[Begin]

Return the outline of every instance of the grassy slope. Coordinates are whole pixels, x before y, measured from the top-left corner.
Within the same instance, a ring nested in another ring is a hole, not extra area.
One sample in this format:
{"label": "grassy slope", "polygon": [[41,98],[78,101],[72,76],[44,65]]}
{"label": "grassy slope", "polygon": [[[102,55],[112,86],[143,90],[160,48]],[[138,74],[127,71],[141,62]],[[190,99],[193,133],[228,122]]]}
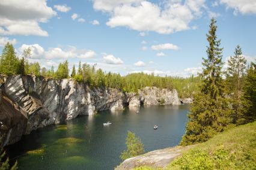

[End]

*To do*: Could you echo the data above line for line, changing nothing, and leave out the picture?

*Written answer*:
Return the outline of every instance of the grassy slope. Coordinates are whole pixels, x before y, measured from the top-left corner.
Within the same instance, a ring nested in another ring is a hole, not extra area.
One sample in this format:
{"label": "grassy slope", "polygon": [[41,98],[78,101],[72,76],[44,65]]}
{"label": "grassy slope", "polygon": [[[102,55],[112,86],[143,90],[160,48]],[[138,74],[127,71],[141,62]],[[190,99],[193,133],[228,122]]]}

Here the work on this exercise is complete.